AIM: Gather every line in the material below that contains the word "arrow", and copy each line out in full.

....

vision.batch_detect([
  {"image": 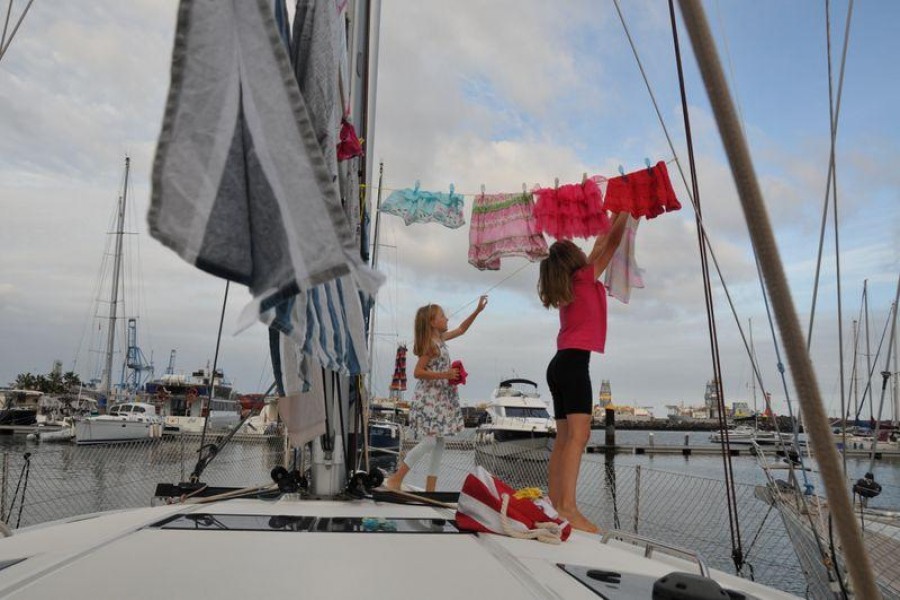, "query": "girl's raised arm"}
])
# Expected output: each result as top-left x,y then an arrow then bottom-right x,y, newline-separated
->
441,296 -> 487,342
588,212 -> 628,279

....

REPLY TO THE EXERCISE:
# Expected output: each result as top-left x,y then an arrow then bottom-right x,y, newline-separated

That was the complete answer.